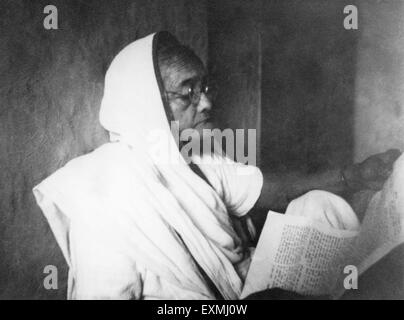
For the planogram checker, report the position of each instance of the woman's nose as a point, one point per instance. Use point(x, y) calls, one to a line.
point(204, 103)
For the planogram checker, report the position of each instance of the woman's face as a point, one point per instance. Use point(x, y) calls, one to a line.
point(187, 96)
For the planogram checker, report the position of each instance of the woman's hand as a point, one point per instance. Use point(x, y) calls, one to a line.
point(280, 294)
point(371, 173)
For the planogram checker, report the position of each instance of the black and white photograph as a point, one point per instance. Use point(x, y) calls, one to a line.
point(201, 150)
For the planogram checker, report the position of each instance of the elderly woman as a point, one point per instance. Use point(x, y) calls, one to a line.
point(133, 225)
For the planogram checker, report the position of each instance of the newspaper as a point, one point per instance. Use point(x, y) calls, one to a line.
point(297, 254)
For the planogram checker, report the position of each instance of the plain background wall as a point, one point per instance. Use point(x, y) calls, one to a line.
point(379, 94)
point(326, 96)
point(51, 86)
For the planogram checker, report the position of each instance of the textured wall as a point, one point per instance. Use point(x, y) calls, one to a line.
point(308, 85)
point(235, 63)
point(50, 89)
point(379, 96)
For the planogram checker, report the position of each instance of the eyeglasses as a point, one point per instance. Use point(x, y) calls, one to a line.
point(194, 93)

Task item:
Each record above is to be restated exactly, with its pictures removed from the copy.

Result:
For the planogram checker, report the position of each instance of the woman's nose as a point, one point per instance. Use point(x, y) calls, one to a line.
point(204, 103)
For the planogram checker, report the position of each instance of the woman's face as a point, one point per instance. Use point(x, y) calls, one to a line.
point(187, 96)
For the planogram checker, report the position of each instance of the woman's hand as a point, one point per instance. Use point(x, y) calls, one to a line.
point(280, 294)
point(371, 173)
For the planogram checker, report the position of each instance of the black and white photograph as a point, one point per instance. Use point(x, y) calls, one to a line.
point(201, 150)
For the planogram checker, report the position of each instance of the elderly woman as a point, one point per instance. Use point(x, y) calls, one to a line.
point(133, 225)
For the planogram checker, report the position of each instance of the newspaper as a point, one point per instance. Use point(x, y) calls, one to a line.
point(297, 254)
For the planogram checker, report the position of each instance of the plain background wall as a point, one point per instance. Use point(x, y) calls, one to a line.
point(379, 94)
point(326, 96)
point(51, 86)
For the planogram checker, report the position of each instance of the textured wall as a point, one point per instance. Use point(x, y) calls, one to a line.
point(308, 85)
point(235, 63)
point(50, 89)
point(379, 96)
For the planogram checker, report the position of each instance of the eyeglasses as a point, one point per instance. Use point(x, y) calls, one to a line.
point(194, 93)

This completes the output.